_Task requirements:_ Pick out every line in the items below that contains the word "mountain" and copy each one. Case counts.

═══ Provided information ═══

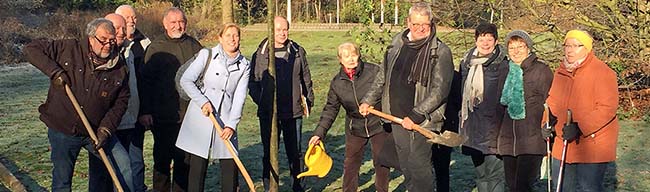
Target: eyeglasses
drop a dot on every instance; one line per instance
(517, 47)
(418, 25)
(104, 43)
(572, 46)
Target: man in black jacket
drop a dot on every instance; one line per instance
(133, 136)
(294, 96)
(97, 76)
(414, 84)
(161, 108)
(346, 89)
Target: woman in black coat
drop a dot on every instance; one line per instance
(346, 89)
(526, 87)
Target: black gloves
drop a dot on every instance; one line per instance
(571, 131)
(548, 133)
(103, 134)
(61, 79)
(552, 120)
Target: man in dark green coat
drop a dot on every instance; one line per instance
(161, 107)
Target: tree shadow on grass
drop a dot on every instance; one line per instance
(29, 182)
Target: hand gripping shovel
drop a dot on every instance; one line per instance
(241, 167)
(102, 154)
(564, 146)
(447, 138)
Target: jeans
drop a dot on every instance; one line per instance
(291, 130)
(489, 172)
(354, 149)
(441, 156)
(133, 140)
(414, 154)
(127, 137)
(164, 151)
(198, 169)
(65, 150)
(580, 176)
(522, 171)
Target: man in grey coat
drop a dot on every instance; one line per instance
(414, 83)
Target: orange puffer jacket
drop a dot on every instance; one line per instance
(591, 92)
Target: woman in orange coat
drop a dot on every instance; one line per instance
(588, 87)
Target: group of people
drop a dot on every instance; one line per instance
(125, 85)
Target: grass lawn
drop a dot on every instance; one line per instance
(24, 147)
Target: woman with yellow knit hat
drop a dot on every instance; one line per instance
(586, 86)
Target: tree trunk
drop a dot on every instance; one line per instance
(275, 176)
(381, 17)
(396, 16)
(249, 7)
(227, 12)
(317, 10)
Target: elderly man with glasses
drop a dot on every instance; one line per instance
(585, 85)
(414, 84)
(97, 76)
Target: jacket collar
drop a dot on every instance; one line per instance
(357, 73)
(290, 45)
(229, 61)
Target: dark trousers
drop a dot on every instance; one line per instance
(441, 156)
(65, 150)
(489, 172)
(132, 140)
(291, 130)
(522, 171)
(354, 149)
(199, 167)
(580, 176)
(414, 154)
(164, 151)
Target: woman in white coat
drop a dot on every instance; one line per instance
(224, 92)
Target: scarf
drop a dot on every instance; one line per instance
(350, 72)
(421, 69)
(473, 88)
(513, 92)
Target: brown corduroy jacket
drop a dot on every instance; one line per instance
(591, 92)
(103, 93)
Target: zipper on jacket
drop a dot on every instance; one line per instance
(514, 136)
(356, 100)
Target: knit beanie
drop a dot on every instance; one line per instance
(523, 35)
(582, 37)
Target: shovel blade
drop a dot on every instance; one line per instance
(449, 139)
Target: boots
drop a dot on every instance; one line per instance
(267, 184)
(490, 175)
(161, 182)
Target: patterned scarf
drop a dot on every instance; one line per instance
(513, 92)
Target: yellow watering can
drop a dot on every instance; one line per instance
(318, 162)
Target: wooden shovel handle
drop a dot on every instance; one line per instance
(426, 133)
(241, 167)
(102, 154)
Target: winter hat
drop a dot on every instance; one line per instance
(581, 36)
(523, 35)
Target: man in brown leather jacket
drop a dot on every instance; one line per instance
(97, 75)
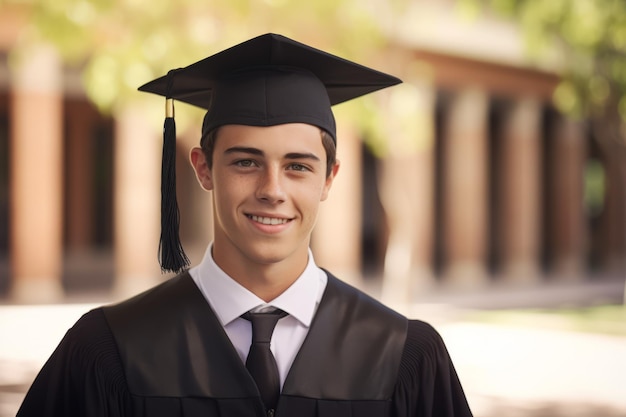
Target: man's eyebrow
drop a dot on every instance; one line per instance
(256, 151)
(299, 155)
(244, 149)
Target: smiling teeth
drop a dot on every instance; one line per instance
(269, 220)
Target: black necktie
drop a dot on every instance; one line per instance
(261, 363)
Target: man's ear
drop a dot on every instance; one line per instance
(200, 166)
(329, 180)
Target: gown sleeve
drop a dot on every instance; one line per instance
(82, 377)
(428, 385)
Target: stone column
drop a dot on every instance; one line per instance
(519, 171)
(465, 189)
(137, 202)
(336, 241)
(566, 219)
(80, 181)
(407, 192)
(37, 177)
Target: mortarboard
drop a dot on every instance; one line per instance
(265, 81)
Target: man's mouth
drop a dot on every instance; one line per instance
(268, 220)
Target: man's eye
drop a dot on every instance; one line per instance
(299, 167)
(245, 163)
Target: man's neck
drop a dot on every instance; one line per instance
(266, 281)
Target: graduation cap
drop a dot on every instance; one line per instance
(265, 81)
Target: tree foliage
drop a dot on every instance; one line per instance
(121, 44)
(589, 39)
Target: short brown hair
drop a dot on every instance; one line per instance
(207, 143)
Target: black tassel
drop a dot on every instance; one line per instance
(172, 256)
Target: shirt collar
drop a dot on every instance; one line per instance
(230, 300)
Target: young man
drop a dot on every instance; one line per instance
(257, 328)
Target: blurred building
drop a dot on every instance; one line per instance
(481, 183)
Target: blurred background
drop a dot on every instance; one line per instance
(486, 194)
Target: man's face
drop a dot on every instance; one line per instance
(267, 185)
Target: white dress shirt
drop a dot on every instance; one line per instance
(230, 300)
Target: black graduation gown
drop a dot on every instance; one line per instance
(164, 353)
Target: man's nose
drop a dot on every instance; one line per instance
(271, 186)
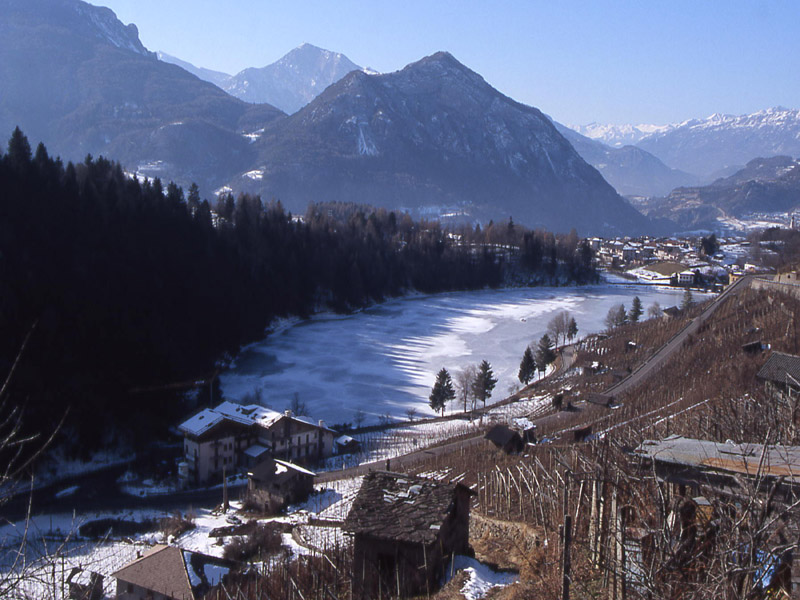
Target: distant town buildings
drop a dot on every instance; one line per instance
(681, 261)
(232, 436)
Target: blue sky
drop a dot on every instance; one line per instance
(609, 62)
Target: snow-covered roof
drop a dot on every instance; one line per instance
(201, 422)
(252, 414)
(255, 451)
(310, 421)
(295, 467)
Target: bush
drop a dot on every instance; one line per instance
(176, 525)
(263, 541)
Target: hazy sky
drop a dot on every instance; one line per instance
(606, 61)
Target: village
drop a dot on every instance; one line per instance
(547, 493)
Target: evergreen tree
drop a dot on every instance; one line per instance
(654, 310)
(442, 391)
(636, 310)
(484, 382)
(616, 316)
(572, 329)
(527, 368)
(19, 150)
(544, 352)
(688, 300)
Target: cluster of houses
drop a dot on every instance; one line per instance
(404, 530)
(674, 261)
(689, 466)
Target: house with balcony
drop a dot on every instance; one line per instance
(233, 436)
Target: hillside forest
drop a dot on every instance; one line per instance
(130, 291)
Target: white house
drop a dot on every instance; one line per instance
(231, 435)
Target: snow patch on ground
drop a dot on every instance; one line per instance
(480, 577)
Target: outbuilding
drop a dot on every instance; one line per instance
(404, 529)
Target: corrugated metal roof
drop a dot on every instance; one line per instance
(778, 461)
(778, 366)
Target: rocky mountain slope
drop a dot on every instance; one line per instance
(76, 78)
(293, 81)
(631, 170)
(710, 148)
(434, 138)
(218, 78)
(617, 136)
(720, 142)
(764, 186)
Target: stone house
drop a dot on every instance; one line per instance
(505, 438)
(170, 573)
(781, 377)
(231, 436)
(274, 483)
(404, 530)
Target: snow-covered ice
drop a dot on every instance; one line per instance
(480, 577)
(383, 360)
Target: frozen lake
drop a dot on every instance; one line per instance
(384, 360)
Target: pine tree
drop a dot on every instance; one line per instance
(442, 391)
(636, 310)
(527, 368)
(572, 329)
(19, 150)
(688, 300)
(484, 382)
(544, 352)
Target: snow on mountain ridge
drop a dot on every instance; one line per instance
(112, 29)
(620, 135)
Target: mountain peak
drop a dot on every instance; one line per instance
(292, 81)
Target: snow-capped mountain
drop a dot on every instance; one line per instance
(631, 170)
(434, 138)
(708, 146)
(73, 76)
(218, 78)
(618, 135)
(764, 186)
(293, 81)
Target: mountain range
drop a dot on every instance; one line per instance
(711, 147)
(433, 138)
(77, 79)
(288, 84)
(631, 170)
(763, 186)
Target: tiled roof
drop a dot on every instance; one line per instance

═══
═══ Provided information ═══

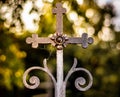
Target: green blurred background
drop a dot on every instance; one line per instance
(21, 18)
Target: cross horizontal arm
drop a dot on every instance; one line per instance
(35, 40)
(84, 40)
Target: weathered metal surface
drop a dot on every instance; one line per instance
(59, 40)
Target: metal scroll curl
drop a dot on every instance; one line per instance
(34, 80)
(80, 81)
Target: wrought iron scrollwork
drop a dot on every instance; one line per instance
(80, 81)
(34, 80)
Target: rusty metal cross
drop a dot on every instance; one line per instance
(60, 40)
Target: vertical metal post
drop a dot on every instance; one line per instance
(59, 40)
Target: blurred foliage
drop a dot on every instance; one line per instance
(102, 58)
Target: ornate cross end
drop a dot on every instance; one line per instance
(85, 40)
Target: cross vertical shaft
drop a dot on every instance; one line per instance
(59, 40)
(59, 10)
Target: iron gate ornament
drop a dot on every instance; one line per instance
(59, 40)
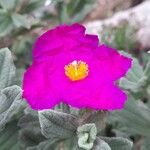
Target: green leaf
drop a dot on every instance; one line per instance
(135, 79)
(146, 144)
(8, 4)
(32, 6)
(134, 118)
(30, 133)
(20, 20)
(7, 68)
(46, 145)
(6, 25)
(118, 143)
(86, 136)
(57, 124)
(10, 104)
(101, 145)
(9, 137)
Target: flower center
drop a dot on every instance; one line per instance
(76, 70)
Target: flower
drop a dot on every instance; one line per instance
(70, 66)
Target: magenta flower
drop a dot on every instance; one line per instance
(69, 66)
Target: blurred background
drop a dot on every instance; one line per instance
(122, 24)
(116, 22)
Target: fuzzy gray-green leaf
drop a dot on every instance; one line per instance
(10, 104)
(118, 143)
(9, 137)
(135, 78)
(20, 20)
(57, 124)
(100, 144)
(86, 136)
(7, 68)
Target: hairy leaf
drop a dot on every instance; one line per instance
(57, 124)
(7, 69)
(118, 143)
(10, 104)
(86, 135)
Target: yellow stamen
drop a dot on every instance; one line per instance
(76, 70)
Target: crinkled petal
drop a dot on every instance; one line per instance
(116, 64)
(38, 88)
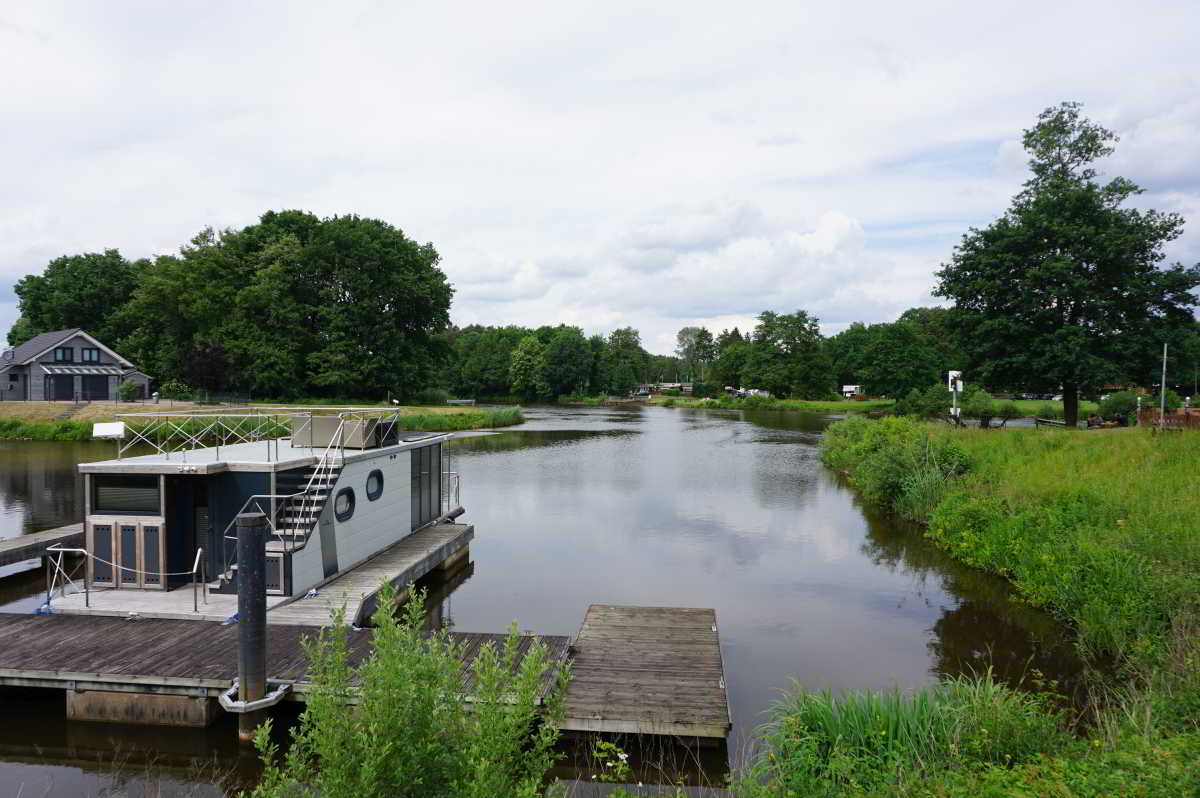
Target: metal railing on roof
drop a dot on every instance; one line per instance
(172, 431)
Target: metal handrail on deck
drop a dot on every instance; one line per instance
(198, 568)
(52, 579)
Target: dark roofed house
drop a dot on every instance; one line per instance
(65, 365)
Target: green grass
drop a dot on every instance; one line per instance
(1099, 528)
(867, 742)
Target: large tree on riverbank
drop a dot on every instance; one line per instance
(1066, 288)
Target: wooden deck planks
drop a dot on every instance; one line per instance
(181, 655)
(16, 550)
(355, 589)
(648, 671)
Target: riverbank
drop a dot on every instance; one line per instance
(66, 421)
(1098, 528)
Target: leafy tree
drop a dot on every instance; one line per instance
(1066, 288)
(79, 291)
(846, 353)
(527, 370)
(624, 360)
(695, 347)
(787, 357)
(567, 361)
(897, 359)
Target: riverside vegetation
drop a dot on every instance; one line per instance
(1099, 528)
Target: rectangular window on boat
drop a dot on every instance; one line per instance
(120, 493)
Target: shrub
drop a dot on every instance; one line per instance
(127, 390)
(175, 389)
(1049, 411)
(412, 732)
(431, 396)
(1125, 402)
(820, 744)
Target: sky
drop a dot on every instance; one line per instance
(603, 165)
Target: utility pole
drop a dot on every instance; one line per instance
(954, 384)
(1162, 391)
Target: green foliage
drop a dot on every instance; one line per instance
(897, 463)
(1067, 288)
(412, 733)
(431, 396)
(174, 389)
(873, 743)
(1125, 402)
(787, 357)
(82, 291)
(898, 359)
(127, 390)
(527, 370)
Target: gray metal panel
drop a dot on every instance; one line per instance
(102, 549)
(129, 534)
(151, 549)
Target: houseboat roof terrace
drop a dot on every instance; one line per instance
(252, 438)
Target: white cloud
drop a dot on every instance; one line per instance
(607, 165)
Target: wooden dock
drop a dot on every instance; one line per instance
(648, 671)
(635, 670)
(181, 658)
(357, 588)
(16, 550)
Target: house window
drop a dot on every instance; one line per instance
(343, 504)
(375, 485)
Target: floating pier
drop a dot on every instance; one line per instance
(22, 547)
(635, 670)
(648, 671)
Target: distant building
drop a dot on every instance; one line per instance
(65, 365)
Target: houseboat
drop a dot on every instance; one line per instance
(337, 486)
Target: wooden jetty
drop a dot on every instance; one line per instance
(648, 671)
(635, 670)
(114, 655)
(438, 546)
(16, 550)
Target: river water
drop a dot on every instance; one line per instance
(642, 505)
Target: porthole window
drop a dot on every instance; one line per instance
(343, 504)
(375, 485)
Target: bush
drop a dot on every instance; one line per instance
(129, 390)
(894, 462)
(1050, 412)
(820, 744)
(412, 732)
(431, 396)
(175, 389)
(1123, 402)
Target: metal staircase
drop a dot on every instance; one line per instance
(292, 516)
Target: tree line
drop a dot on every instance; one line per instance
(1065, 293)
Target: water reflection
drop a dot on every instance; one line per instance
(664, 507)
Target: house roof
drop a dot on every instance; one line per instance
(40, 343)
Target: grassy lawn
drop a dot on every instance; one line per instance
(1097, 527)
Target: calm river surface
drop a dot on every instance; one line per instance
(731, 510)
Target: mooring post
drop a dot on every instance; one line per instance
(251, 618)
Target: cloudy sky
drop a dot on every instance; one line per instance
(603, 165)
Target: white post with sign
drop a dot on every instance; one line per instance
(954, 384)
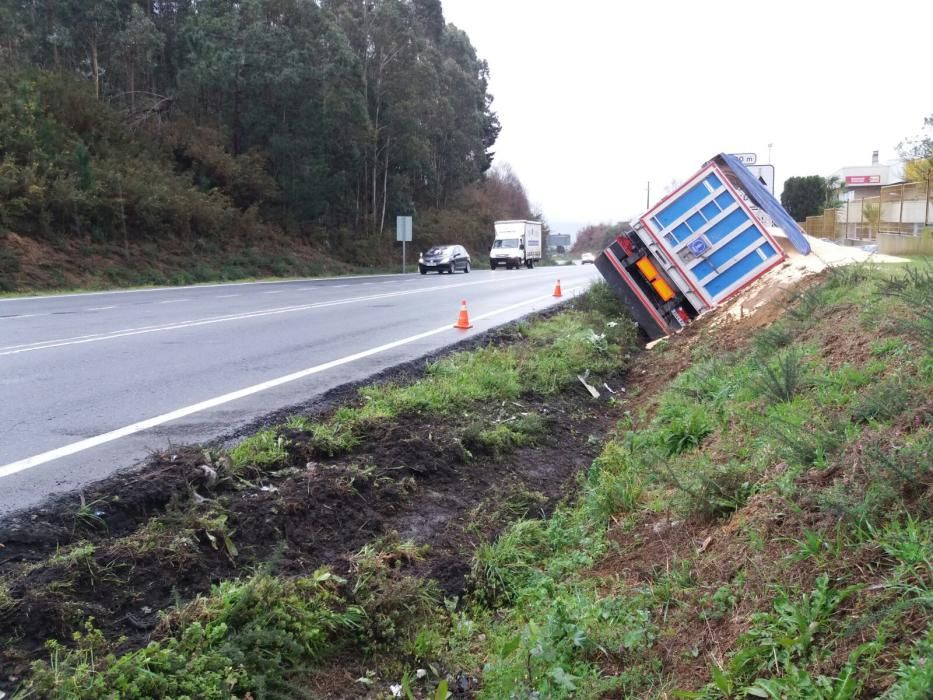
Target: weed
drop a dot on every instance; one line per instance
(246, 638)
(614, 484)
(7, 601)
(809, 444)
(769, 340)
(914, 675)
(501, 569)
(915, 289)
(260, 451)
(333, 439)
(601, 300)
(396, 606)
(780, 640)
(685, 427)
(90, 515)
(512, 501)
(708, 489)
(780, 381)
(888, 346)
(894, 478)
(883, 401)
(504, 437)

═══

_Task answer:_
Target: rocky mountain slope
Target: snow on mountain ridge
Target: mountain peak
Target: snow-capped mountain
Target: mountain range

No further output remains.